◆ The problem
Please reproduce, word for word, the lines of the entries below, starting with their first line and going on through the line that contains "Target: slender stem", both ends included.

◆ Records to use
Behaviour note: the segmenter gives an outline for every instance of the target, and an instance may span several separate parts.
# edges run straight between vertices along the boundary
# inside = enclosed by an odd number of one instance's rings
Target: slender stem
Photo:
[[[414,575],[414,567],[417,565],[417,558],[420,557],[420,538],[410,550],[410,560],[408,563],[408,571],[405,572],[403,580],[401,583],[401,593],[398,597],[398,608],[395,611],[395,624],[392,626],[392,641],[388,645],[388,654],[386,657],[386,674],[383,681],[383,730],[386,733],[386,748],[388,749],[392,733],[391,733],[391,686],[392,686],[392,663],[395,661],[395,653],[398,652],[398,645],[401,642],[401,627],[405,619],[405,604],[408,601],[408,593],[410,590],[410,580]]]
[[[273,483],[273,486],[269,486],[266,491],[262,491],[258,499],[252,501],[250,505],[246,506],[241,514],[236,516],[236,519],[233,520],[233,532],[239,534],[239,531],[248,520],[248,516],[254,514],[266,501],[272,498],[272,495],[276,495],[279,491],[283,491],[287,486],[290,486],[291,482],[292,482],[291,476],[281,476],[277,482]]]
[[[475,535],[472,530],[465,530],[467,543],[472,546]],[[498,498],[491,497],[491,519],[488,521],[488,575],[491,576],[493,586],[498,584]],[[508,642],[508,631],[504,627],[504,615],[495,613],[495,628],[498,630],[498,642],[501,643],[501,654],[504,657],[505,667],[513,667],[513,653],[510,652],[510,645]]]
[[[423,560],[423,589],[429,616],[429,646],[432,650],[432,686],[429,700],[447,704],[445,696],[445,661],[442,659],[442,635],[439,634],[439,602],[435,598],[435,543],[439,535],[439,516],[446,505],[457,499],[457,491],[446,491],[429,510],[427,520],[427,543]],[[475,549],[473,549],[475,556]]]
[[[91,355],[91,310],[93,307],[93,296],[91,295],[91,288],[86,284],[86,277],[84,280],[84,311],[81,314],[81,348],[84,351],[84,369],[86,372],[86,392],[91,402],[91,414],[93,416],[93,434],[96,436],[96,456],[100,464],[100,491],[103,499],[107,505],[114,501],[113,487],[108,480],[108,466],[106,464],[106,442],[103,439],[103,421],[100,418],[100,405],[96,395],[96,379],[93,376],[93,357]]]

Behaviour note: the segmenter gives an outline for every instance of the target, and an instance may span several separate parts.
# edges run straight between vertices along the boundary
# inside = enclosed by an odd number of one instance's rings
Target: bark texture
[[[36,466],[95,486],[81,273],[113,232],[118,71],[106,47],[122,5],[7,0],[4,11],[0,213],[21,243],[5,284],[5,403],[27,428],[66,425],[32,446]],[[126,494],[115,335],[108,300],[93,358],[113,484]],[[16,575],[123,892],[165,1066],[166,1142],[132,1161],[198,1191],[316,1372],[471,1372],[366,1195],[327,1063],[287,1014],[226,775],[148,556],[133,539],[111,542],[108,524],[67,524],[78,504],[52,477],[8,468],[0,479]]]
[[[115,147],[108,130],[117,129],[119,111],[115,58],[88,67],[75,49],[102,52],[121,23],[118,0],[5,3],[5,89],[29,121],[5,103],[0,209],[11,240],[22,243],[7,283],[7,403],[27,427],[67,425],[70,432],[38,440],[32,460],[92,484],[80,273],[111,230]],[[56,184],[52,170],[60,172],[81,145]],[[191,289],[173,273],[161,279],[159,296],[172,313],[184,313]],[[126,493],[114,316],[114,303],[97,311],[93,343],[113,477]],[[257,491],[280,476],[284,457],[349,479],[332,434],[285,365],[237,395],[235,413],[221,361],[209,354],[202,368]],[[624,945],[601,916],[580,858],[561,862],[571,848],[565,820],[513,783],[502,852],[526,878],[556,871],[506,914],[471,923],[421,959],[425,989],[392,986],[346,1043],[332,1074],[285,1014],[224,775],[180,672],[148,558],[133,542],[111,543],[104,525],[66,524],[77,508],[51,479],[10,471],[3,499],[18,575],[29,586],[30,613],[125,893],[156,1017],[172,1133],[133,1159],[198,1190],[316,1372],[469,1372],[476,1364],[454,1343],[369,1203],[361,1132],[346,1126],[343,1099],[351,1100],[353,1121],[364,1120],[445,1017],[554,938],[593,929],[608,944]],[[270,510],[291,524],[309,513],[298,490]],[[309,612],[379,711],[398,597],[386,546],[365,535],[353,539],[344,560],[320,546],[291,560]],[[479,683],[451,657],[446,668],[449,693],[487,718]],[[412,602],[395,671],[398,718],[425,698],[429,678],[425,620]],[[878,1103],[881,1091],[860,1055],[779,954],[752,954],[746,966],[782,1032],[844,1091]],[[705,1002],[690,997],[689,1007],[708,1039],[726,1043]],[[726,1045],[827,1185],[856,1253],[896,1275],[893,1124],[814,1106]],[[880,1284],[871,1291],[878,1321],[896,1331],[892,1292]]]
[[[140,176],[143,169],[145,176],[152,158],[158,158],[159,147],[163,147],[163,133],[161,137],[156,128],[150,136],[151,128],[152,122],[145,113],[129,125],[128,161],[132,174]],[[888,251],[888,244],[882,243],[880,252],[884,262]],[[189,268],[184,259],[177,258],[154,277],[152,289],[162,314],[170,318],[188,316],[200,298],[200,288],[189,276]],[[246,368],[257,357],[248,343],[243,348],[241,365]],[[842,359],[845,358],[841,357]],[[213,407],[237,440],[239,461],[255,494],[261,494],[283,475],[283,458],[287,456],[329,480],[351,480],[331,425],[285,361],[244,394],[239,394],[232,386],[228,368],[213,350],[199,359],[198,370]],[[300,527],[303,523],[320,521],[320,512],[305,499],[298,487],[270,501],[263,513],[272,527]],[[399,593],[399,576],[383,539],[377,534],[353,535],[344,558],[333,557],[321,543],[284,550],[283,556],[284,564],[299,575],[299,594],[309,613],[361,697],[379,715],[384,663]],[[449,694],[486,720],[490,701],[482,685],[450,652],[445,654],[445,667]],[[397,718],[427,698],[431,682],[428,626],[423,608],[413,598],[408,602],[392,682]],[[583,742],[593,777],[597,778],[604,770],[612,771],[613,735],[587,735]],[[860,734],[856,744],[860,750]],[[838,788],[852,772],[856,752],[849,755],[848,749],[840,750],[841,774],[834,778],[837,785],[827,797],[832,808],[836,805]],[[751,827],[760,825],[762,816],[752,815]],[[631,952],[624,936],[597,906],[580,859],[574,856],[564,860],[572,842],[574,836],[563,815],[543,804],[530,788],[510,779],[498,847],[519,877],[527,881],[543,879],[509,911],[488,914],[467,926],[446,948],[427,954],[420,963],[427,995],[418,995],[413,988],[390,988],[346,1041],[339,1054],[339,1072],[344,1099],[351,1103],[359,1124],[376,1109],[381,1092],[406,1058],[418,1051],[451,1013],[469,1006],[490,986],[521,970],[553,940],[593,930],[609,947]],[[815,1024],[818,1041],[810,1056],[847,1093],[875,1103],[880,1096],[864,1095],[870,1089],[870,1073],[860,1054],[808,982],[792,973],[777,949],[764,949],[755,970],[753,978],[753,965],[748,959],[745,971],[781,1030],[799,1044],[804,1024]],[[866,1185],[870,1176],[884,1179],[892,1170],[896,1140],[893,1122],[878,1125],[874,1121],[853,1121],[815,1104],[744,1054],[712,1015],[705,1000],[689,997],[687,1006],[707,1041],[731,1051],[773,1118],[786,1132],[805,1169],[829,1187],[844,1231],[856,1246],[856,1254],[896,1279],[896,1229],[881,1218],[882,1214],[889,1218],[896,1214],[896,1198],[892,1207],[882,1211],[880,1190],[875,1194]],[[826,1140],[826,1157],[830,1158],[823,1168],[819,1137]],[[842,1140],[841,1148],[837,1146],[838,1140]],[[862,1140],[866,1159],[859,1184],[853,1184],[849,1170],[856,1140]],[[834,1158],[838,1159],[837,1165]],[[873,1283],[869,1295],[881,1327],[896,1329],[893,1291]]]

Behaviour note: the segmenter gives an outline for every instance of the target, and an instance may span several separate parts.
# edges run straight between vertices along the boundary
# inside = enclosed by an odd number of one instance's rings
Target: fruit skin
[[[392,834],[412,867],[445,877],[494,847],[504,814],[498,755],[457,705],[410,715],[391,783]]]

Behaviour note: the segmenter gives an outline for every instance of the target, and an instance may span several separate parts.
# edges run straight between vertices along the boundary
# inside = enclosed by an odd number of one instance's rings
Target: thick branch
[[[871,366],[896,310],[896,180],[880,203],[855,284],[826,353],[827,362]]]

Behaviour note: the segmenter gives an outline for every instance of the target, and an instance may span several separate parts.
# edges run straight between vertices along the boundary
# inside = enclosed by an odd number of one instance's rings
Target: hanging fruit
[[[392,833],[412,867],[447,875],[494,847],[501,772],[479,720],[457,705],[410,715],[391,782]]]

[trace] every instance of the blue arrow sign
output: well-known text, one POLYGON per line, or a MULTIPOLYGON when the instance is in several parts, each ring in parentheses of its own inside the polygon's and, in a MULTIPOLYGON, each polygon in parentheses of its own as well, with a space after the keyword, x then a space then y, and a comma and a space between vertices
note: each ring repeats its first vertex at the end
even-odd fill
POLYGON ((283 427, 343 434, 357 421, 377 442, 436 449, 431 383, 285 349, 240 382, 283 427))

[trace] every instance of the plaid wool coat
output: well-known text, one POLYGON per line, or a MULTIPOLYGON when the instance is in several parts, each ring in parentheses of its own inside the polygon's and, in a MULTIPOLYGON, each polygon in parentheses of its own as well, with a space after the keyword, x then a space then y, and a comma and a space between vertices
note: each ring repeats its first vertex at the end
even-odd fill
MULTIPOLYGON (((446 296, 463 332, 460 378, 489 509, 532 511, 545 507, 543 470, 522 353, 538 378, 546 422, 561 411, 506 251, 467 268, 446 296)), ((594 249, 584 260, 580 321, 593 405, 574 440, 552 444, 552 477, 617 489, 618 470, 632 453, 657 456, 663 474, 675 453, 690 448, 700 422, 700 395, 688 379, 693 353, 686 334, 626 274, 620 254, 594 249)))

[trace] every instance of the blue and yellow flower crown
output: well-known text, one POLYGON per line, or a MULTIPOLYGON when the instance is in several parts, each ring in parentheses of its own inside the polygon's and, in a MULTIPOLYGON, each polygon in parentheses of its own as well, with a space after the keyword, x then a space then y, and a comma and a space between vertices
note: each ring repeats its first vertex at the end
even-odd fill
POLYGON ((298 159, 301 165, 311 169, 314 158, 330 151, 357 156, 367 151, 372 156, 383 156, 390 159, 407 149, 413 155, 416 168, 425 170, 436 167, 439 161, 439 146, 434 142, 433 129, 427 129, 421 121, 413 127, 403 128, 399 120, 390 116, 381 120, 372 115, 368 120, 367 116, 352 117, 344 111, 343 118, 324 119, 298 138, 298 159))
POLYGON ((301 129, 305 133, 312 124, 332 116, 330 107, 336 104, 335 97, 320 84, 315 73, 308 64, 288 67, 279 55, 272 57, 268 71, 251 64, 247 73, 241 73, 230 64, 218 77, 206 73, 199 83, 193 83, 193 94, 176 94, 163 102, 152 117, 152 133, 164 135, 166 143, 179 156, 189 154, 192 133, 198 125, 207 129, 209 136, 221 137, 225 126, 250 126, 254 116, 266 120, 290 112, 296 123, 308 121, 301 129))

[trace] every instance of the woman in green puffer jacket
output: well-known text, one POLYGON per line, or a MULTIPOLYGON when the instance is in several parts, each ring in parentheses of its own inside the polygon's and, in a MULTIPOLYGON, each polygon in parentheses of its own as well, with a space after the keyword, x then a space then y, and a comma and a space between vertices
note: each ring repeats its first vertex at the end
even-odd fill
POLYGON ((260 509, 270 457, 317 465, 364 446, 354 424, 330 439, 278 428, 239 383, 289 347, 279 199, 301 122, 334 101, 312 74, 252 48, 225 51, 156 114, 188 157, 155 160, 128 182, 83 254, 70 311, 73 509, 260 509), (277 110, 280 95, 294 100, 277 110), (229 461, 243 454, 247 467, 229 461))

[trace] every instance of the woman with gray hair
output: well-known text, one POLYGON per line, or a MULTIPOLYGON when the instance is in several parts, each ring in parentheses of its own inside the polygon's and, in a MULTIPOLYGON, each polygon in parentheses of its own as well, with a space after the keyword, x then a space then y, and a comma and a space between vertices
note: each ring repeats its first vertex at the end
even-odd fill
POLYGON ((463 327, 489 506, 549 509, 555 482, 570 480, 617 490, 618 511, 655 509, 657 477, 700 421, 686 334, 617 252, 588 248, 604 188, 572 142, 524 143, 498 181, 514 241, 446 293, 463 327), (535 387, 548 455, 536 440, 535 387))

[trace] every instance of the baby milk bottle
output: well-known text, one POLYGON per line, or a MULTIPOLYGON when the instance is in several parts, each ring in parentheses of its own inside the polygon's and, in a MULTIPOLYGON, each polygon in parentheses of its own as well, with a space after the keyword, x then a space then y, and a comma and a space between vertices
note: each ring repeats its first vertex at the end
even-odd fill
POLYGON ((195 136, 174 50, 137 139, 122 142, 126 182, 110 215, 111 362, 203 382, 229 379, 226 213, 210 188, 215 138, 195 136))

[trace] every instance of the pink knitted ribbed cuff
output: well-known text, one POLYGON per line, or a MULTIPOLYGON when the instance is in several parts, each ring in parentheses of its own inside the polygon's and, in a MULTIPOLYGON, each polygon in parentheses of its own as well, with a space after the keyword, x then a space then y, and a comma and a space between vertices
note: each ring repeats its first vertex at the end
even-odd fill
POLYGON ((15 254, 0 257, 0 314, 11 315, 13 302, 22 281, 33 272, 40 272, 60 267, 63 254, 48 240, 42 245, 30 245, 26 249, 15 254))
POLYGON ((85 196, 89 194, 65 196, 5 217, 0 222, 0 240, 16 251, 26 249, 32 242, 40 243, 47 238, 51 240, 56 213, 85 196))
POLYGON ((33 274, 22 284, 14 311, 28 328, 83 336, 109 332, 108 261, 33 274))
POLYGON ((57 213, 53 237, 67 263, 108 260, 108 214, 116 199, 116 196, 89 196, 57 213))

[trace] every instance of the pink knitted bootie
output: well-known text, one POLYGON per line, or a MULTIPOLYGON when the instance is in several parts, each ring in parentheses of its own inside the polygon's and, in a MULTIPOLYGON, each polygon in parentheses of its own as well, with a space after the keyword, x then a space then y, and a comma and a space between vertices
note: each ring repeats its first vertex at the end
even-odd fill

◆ Task response
Behaviour note: the segmenter gives an outline for every instance of the target, and an instance may span several separate parts.
# edges run straight between vertices along the boundary
# inside = enclosed by an odd number of one instance's rings
Target: slender stem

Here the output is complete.